(Beginning of DATASET EXCERPTS)

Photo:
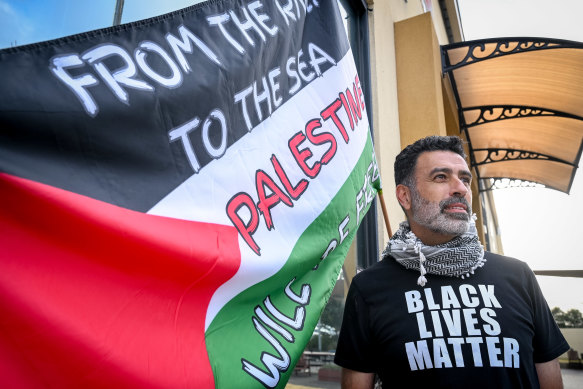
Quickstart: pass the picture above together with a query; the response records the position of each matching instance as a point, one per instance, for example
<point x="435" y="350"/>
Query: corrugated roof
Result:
<point x="520" y="104"/>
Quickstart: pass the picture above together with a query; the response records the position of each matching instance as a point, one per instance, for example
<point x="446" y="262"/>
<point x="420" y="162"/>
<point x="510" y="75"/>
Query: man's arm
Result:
<point x="352" y="379"/>
<point x="549" y="375"/>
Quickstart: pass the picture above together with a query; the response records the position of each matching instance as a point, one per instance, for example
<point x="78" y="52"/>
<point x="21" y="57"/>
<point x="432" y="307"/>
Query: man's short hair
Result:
<point x="407" y="159"/>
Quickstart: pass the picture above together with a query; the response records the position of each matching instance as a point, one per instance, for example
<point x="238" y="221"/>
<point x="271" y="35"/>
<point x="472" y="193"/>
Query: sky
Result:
<point x="539" y="226"/>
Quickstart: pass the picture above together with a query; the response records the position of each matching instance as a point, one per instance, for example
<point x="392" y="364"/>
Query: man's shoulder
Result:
<point x="502" y="261"/>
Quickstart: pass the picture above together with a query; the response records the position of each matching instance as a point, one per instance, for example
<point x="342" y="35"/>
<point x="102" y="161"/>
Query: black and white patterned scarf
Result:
<point x="457" y="258"/>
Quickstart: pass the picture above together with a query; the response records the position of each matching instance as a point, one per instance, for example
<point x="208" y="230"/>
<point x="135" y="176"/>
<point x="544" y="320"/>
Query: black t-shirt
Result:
<point x="485" y="331"/>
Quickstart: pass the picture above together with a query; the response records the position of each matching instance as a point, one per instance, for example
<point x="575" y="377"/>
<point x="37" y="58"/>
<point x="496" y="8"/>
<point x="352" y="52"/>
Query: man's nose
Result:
<point x="458" y="188"/>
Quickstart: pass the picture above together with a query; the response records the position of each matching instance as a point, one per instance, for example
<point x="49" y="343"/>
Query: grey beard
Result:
<point x="431" y="215"/>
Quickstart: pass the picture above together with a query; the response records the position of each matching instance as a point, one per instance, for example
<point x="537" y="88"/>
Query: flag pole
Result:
<point x="385" y="213"/>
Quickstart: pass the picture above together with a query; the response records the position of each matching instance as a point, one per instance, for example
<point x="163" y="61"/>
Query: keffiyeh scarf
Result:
<point x="457" y="258"/>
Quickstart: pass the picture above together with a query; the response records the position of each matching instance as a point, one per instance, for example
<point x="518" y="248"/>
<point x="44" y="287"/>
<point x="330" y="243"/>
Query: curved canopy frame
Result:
<point x="520" y="106"/>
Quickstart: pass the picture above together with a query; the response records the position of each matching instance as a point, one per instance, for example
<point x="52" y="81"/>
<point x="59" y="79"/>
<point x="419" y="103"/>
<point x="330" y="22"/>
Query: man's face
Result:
<point x="441" y="199"/>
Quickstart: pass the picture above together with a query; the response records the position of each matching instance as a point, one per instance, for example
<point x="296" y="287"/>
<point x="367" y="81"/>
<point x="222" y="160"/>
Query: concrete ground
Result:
<point x="572" y="379"/>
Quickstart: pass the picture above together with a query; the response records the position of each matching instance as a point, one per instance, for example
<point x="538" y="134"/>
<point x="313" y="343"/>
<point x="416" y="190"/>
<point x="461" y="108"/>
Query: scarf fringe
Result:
<point x="459" y="257"/>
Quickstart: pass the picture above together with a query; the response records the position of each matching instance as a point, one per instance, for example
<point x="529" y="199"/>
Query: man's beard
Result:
<point x="432" y="216"/>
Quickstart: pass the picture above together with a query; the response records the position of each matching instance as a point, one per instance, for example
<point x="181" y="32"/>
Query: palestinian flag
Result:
<point x="178" y="196"/>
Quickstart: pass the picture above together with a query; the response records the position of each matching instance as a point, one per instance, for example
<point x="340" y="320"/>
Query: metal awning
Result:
<point x="520" y="105"/>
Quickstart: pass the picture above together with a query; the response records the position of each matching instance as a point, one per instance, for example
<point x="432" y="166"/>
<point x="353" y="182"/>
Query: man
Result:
<point x="437" y="311"/>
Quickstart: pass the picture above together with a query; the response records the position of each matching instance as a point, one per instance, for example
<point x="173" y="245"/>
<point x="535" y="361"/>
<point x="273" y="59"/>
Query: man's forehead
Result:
<point x="431" y="160"/>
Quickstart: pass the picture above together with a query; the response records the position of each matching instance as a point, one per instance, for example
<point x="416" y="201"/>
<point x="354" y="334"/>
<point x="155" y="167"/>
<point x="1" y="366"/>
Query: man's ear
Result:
<point x="404" y="196"/>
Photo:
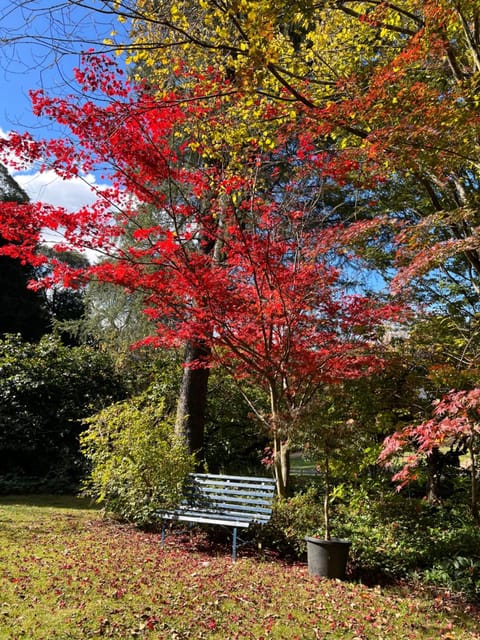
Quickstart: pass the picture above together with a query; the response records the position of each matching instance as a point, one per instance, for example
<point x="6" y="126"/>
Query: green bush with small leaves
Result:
<point x="137" y="464"/>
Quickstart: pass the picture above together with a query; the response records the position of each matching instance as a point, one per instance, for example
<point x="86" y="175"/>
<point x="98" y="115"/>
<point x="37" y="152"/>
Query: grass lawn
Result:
<point x="67" y="573"/>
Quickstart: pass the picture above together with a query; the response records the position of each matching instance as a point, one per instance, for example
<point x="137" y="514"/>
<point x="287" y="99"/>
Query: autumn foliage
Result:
<point x="239" y="262"/>
<point x="455" y="421"/>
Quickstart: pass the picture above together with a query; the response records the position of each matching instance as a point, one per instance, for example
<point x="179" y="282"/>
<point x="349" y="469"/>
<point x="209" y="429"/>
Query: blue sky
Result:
<point x="28" y="61"/>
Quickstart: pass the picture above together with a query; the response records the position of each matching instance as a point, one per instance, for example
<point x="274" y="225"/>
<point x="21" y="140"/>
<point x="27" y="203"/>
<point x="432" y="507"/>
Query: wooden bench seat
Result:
<point x="228" y="501"/>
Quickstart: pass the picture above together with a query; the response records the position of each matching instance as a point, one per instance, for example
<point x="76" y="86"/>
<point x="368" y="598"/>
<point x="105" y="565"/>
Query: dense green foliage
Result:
<point x="46" y="389"/>
<point x="137" y="464"/>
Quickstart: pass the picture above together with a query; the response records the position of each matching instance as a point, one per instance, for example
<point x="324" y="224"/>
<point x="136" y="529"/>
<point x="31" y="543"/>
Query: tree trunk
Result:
<point x="434" y="468"/>
<point x="192" y="401"/>
<point x="474" y="481"/>
<point x="281" y="465"/>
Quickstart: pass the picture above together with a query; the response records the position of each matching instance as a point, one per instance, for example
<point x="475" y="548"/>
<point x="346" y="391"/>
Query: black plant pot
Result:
<point x="327" y="558"/>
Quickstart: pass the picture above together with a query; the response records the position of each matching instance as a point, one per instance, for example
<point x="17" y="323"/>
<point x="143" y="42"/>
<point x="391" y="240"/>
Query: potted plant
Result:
<point x="327" y="556"/>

(End of DATASET EXCERPTS)

EXERCISE: Reproduce each line of the records in which "plant" appears.

ANSWER AREA:
Query: black plant pot
Query: potted plant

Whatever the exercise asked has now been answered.